Problem set
a) In the account of the Kobe earthquake at Shinko hospital, how many patients too ill to walk were carried out in their hospital beds?
b) Pick up the account of the Kobe earthquake at Shinko hospital and keep writing from its final sentence onward.

Document text
»»

Awakened by intense shaking, she thought it was a bad dream at first. She was jarred into consciousness when several pieces of furniture and other possessions crashed onto her bed, pinning her down.

"The quake felt like it continued for 10 minutes, even though it really only continued for five," she remembers.


Actually it was over in less than 40 seconds.

It was still dark outside. Worming her way out of bed, she grabbed a liter of milk from a small refrigerator and drank it all.

"I believed that I would never drink again," she says.

She squeezed through the wreckage of her room into the hallway, and then outside.

It was freezing but she could not find a coat in the chaos. So, still in pajamas, she and the other nurses began clearing out the dorm and then the hospital.

Because they did not know if Shinko would collapse or burst into flames like so much of the area, the first job was to get all the patients out of the hospital.


About 150 patients were well enough to make it out of the building on their own. Another 100 considered too ill to walk were moved in their hospital beds, two nurses on either side, down as many as six flights of stairs.

"My hands became numb, I thought they would tear off," said Ms. Takezawa who, like most of the nurses, is a slight figure.

Within an hour, the hospital was empty. At the same time, though, there was pressure to reopen immediately.

New patients were coming to the hospital, many with broken bones, severe burns or bad bleeding. As many as 50 were dead on arrival, a stunning number for a hospital that rarely receives one fatality in a day.

Internal cracks and fissures inside the building looked menacing. The lack of electricity and water made matters worse, but the decision was made to reopen.

Similar decisions were being made throughout Kobe as roads and bridges, often with buckled or broken foundations, were allowed to carry traffic.


So they moved all the old patients back in and started taking in new ones from the catastrophe.

"No one," says Ms. Takezawa, "knows how many people came in those early hours."

Dr. Katsuma says a month's worth of work was done in one day, with more than 500 people treated and several hundred admitted.

By late afternoon, Ms. Takezawa's only pause came when she drank some milk and ate some bread. Others in the hospital were maintaining a similar pace. In the evening she was able to rush back to her room and substitute work clothes for pajamas.

The initial chaos that came with the quake was replaced by late evening with a new fear: Dozens of fires had ignited throughout Kobe; from the upper windows of the hospital, they could be seen drawing close.

««

Supplied material
»»

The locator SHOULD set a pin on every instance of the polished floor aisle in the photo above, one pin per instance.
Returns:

««

Expected results
a) About 100 patients.

b)
"The patients were scared," Ms. Takezawa says. "There are many factories nearby, and if they ignited the consequences would be horrible."


It wasn't until yesterday morning that the worst of the blazes seemed under control, though significant fires continued throughout the day and the smell of ashes remained in the air.

Late Tuesday, the family of a longtime patient at Shinko dropped off a gift for the workers -- rice cakes and eggs. It was the first solid food of the day and the first hint of normality.

Ms. Takezawa wept.

Although the casualty figures for the quake continued to rise yesterday, the pace of new patients slowed. The number of patients dying in transit to the hospital dropped from 50 to 10 yesterday -- still distressingly large, yet seemingly better in the morbid mathematics of disaster.

The hospital seems to have become a beacon of safety even for those who have not been injured.

By late last night, a row of cars was parked on the street outside the front entrance. Blankets had been stretched across the car roofs and weighted down with slabs of broken concrete. Inside the cars, families slept, not stirring even as ambulances rushed by.


More than 140 nurses work at Shinko hospital. All remain on round-the-clock shifts. As a concession to the slowing patient load, and the reality that the hospital remains limited in what it can do, last night they began rotating breaks of three hours to provide some sleep.

Offsetting any sense of relaxation is a disconcerting message from some experts in Japan that another, equally large quake may hit within the next 10 days.

"If I could," said Ms. Takezawa, "I would like to run away. I don't want to go back to the wreckage of my room. I want to move to a flat place where I wouldn't be frightened to sleep."